(Raw records)

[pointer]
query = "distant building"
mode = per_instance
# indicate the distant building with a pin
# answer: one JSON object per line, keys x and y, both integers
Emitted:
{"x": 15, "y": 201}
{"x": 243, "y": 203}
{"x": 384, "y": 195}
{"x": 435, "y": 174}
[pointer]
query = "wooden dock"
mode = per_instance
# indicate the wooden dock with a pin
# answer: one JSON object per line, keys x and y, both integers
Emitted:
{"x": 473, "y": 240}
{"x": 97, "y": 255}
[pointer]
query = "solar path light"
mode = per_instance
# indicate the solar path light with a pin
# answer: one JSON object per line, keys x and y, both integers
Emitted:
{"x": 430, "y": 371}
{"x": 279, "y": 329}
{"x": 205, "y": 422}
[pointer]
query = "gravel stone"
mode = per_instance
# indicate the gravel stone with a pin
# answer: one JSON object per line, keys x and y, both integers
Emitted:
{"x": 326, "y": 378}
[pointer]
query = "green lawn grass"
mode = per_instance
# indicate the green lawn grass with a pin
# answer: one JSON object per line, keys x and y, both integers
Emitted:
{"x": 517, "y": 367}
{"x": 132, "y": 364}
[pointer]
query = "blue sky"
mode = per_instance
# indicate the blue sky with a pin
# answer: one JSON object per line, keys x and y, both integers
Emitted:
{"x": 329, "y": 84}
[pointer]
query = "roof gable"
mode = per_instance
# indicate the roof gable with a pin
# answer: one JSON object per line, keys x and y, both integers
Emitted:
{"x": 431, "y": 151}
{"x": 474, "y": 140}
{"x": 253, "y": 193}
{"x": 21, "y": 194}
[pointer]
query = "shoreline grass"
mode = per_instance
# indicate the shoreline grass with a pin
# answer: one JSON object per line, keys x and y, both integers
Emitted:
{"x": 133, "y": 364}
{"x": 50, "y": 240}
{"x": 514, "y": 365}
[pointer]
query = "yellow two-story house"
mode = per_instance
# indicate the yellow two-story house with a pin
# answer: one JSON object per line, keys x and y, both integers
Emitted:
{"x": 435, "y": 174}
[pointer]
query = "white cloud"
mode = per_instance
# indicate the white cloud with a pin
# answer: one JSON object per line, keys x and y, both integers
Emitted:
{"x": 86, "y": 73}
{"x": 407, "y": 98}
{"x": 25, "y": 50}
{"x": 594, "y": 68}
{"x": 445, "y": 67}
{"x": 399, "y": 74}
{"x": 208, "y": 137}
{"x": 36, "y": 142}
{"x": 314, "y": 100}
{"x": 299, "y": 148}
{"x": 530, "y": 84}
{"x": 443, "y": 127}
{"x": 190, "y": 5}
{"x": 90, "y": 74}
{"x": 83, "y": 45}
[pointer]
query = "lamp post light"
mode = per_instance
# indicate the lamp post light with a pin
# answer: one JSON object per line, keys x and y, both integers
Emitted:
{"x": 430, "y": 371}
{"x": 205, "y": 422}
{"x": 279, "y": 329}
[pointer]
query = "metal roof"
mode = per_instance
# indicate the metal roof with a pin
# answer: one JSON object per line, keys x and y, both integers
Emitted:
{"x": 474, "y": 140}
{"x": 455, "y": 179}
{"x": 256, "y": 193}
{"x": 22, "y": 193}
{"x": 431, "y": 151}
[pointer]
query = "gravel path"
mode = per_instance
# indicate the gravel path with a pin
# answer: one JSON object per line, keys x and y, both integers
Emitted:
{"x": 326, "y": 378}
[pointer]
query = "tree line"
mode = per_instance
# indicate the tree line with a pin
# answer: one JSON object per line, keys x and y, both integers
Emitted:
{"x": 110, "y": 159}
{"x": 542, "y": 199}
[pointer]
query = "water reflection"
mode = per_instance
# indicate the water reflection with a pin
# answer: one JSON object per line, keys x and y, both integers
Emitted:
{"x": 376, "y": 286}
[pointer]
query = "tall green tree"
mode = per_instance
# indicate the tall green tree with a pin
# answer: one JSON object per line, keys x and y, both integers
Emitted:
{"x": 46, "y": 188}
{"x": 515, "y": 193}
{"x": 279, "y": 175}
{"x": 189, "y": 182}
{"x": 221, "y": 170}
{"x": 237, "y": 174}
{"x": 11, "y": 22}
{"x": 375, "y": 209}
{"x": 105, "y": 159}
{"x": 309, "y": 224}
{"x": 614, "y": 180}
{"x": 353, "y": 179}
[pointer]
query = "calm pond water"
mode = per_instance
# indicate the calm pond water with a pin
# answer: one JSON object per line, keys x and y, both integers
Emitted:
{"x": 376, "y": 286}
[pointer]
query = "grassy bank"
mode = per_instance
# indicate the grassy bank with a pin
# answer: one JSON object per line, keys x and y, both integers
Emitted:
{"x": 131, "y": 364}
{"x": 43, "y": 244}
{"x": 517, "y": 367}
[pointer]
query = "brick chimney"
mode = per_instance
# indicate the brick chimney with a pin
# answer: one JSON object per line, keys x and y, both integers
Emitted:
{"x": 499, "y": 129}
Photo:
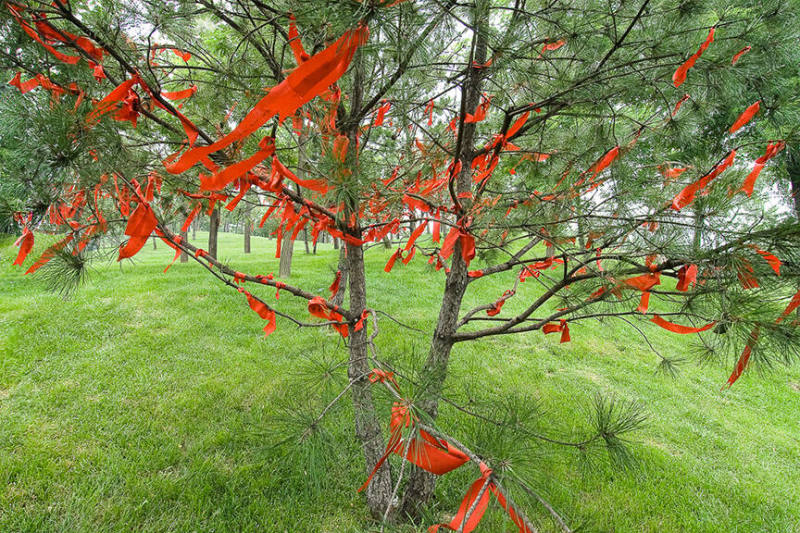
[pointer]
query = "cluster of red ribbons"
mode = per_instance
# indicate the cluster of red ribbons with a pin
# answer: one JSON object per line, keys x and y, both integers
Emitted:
{"x": 262, "y": 310}
{"x": 745, "y": 117}
{"x": 310, "y": 79}
{"x": 688, "y": 194}
{"x": 772, "y": 150}
{"x": 25, "y": 242}
{"x": 319, "y": 308}
{"x": 438, "y": 457}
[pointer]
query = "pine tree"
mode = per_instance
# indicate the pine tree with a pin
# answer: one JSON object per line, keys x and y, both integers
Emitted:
{"x": 540, "y": 139}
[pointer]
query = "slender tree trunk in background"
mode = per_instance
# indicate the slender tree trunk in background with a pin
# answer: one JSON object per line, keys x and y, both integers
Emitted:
{"x": 213, "y": 231}
{"x": 793, "y": 168}
{"x": 581, "y": 230}
{"x": 287, "y": 250}
{"x": 421, "y": 484}
{"x": 699, "y": 220}
{"x": 247, "y": 230}
{"x": 184, "y": 255}
{"x": 344, "y": 268}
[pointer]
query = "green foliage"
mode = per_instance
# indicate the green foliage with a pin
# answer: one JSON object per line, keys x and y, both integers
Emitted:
{"x": 150, "y": 402}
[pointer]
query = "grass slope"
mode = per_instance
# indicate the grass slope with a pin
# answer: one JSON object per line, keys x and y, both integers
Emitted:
{"x": 152, "y": 402}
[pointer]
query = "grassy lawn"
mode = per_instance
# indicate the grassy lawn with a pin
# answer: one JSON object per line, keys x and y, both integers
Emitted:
{"x": 152, "y": 402}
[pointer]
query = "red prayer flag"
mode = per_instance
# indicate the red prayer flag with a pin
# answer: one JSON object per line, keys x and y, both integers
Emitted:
{"x": 680, "y": 74}
{"x": 745, "y": 117}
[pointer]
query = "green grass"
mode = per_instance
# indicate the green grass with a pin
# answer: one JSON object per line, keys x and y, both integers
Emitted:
{"x": 152, "y": 402}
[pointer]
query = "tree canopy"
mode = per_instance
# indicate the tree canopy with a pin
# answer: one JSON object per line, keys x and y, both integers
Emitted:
{"x": 608, "y": 153}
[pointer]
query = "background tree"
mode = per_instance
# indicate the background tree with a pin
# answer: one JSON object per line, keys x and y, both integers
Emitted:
{"x": 538, "y": 142}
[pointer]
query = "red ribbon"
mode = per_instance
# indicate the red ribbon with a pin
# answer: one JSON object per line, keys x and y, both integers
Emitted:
{"x": 25, "y": 242}
{"x": 687, "y": 195}
{"x": 303, "y": 84}
{"x": 745, "y": 117}
{"x": 498, "y": 305}
{"x": 433, "y": 455}
{"x": 687, "y": 274}
{"x": 262, "y": 310}
{"x": 318, "y": 308}
{"x": 677, "y": 328}
{"x": 562, "y": 327}
{"x": 180, "y": 95}
{"x": 140, "y": 225}
{"x": 680, "y": 103}
{"x": 480, "y": 508}
{"x": 739, "y": 54}
{"x": 750, "y": 180}
{"x": 680, "y": 74}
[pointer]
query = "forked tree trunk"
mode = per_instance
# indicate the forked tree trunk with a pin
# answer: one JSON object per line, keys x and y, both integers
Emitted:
{"x": 421, "y": 484}
{"x": 213, "y": 232}
{"x": 367, "y": 424}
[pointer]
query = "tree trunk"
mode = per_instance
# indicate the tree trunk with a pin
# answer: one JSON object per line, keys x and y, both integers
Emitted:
{"x": 247, "y": 229}
{"x": 793, "y": 168}
{"x": 421, "y": 484}
{"x": 184, "y": 255}
{"x": 697, "y": 237}
{"x": 344, "y": 268}
{"x": 287, "y": 250}
{"x": 213, "y": 232}
{"x": 367, "y": 424}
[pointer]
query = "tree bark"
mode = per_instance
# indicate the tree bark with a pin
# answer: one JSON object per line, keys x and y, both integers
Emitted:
{"x": 344, "y": 268}
{"x": 699, "y": 221}
{"x": 793, "y": 169}
{"x": 184, "y": 256}
{"x": 247, "y": 230}
{"x": 213, "y": 232}
{"x": 421, "y": 484}
{"x": 287, "y": 251}
{"x": 367, "y": 424}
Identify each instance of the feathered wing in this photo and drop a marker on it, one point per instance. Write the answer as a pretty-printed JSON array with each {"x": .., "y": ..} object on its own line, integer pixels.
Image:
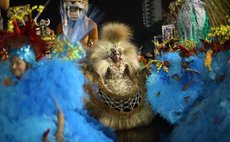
[{"x": 130, "y": 56}]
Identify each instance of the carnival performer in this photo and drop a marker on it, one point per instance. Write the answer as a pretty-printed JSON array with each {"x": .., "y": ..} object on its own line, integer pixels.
[
  {"x": 73, "y": 15},
  {"x": 117, "y": 97},
  {"x": 47, "y": 93},
  {"x": 4, "y": 4}
]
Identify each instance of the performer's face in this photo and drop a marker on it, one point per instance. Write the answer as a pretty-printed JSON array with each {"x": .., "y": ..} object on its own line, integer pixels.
[
  {"x": 116, "y": 56},
  {"x": 18, "y": 66},
  {"x": 75, "y": 9}
]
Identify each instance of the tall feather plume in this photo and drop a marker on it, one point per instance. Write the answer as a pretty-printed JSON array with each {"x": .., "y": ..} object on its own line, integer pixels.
[{"x": 116, "y": 32}]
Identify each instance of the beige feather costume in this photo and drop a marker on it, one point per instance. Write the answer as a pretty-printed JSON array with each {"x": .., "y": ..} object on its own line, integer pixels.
[{"x": 118, "y": 100}]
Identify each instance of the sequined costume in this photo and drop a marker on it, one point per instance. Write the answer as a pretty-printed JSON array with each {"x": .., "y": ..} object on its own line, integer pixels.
[{"x": 117, "y": 97}]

Direction =
Give again only the lines of the material above that run from the one with "Identify each instance of the performer's" through the end, both included, exactly as they appear.

Solution below =
Identify each instance of the performer's face in this photo and drop a marker on it, one point per instance. Write the answer as a pretty-printed JSON array with each {"x": .., "y": ..} object on its own line, integer pixels.
[
  {"x": 116, "y": 56},
  {"x": 18, "y": 66},
  {"x": 75, "y": 9}
]
Identify each instance of the tall feather plume in this photo and drop a marker on it, one point per instance. Write the answer as a pretty-printed JSON array with each {"x": .., "y": ..} object on its own line, integer pixels.
[{"x": 116, "y": 32}]
Identify each instance of the beige feather costume in this photo and drop a marker on it, one point per instance. Write the answer as a pretty-printed JSON array with each {"x": .., "y": ..} object on its own line, integer pixels.
[{"x": 118, "y": 100}]
Identify each instance of the sequined costume in this photo and drop a marker on it, one point per instance. Write the answer as a pretty-printed JSON array with each {"x": .., "y": ..} object on its own line, integer pixels.
[{"x": 117, "y": 97}]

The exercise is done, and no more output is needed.